-- RECORDS SHOWN start --

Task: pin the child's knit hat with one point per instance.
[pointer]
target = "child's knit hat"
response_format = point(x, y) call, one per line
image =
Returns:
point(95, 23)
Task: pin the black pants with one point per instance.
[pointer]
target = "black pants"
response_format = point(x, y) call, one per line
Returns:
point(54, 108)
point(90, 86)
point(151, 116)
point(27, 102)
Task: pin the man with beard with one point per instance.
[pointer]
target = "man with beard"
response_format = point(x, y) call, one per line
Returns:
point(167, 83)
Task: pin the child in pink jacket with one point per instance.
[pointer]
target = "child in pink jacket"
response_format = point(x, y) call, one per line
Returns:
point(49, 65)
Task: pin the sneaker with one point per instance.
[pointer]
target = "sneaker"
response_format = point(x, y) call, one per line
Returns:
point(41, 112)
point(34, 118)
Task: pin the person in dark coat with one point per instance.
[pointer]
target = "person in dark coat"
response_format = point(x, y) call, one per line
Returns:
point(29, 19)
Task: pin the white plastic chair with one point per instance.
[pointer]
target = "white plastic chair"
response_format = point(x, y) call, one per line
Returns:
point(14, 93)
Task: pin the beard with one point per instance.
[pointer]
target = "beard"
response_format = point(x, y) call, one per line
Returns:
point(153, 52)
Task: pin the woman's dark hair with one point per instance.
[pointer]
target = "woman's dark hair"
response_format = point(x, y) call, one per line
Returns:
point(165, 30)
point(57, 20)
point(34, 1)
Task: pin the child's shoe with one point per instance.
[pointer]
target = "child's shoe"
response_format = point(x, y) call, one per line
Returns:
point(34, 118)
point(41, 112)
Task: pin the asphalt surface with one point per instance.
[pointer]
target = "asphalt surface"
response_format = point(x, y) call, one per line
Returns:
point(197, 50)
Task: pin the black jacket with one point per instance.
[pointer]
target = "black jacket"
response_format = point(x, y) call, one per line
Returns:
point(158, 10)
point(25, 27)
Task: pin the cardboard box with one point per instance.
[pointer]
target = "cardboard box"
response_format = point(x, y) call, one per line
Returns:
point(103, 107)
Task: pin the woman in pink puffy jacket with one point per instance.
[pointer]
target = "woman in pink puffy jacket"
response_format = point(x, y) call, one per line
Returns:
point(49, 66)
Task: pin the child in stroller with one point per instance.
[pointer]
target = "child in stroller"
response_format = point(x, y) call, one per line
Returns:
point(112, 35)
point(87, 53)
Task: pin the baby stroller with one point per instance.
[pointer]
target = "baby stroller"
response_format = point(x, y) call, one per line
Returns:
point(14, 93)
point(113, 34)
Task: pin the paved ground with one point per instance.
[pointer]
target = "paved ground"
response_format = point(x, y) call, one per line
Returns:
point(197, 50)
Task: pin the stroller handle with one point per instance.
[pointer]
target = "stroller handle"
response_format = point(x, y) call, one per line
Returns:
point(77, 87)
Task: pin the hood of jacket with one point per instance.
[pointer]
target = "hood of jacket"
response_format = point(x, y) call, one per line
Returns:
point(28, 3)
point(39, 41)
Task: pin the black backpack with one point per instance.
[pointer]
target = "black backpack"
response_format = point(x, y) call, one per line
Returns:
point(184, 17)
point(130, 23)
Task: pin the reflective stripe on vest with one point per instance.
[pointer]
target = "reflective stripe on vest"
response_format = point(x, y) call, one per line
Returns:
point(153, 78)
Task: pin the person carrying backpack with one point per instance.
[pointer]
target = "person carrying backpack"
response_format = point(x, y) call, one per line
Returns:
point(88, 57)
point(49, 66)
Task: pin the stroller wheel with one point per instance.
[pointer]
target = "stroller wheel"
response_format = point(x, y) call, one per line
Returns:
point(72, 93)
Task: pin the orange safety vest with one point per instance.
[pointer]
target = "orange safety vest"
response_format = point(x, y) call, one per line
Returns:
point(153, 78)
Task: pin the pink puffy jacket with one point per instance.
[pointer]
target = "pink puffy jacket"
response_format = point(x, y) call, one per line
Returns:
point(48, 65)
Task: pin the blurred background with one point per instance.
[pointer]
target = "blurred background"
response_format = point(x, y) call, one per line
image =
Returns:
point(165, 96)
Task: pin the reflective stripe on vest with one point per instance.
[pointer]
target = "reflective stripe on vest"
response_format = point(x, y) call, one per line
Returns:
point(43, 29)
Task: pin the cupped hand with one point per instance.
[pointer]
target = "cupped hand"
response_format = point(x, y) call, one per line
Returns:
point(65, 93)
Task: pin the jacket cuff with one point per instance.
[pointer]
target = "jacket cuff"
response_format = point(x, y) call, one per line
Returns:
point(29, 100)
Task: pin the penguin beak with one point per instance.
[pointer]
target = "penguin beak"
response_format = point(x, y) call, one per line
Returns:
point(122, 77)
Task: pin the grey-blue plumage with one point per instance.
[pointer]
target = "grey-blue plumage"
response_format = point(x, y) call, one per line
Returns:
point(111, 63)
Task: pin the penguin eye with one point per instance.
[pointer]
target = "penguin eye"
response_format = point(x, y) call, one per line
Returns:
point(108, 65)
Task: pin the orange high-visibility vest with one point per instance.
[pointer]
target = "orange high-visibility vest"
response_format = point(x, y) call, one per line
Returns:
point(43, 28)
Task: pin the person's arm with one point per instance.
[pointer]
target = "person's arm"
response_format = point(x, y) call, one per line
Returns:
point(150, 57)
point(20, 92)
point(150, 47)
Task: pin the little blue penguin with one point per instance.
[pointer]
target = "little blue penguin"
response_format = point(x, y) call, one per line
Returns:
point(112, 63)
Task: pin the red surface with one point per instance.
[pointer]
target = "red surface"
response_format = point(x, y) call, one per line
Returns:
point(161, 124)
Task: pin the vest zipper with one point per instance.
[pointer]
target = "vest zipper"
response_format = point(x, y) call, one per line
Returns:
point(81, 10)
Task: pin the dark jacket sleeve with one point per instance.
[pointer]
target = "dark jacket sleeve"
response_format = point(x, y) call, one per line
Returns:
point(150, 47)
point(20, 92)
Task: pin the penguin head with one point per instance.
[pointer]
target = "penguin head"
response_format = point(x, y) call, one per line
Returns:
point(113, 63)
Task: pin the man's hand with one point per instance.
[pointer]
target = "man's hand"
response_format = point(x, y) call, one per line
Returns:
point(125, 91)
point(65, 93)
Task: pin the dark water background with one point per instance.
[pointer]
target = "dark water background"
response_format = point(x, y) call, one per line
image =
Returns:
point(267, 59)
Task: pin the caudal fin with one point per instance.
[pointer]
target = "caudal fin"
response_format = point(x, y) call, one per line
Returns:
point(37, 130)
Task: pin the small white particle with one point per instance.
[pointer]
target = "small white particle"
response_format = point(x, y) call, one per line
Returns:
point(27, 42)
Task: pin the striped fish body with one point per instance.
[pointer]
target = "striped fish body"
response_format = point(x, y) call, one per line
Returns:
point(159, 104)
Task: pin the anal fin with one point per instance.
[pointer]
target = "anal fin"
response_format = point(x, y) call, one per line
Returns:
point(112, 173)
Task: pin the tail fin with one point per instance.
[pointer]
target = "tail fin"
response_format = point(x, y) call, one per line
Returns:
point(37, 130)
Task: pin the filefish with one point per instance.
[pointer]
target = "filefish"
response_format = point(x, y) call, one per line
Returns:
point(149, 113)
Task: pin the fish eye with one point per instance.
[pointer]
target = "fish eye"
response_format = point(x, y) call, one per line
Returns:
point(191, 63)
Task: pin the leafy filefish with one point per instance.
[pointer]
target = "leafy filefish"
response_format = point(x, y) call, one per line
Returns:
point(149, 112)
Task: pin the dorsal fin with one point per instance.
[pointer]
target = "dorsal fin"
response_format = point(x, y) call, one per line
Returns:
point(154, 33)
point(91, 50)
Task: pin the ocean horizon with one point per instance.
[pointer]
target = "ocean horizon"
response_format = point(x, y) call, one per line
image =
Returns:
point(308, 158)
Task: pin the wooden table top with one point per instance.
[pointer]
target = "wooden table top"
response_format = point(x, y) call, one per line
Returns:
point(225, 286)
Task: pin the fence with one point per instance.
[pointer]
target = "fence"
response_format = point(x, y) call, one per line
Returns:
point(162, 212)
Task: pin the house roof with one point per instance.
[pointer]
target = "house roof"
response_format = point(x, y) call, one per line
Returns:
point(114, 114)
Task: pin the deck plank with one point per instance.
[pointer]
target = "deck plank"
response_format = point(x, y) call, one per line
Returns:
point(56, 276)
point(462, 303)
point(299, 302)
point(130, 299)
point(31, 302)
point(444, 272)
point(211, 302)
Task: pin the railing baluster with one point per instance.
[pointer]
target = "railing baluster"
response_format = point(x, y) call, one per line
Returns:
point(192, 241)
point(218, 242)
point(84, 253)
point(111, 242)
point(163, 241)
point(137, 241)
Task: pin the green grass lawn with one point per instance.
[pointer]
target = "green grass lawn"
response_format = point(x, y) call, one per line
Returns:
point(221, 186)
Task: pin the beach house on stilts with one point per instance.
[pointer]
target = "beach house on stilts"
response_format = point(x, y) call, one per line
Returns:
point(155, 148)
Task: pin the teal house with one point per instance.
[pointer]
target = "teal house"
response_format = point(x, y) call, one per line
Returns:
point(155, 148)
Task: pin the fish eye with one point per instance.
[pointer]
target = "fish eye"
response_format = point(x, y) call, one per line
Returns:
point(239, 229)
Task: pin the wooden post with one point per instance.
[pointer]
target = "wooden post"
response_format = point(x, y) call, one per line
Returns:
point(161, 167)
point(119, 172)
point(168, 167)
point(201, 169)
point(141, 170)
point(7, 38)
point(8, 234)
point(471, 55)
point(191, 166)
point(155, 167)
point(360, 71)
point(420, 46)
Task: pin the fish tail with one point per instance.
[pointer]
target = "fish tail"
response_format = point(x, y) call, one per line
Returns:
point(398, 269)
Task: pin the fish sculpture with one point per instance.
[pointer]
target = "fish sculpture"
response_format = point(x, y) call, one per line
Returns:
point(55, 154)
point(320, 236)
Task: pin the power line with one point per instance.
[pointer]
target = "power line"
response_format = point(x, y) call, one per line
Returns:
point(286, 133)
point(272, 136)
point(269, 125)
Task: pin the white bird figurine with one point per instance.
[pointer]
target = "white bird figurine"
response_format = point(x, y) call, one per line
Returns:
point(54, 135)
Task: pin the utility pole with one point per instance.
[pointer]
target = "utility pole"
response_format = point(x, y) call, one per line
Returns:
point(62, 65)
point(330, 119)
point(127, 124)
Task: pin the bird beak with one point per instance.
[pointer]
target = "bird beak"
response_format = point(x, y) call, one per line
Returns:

-- RECORDS SHOWN end --

EXERCISE GOAL:
Render the rows from the beginning through the line containing "point(27, 102)", both included, as a Markdown table with the columns No. and Line, leaving out any blank lines.

OUTPUT BELOW:
| No. | Line |
|---|---|
| 1 | Task: pin the child's knit hat with one point per instance. |
| 2 | [pointer] |
| 3 | target = "child's knit hat" |
| 4 | response_format = point(x, y) call, one per line |
| 5 | image = |
| 6 | Returns: |
| 7 | point(95, 23) |
| 8 | Task: pin the black pants with one point per instance. |
| 9 | [pointer] |
| 10 | target = "black pants" |
| 11 | response_format = point(x, y) call, one per line |
| 12 | Returns: |
| 13 | point(54, 108) |
| 14 | point(90, 86) |
| 15 | point(151, 116) |
| 16 | point(27, 102) |